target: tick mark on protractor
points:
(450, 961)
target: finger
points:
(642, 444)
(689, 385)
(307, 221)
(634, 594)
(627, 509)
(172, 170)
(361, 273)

= = =

**INSTRUCTIONS TO FOLLOW:** Restate the listing word for word.

**TASK RESULT:**
target: tick mark on protractor
points:
(450, 961)
target: finger
points:
(642, 444)
(689, 385)
(307, 221)
(634, 594)
(627, 509)
(172, 170)
(361, 273)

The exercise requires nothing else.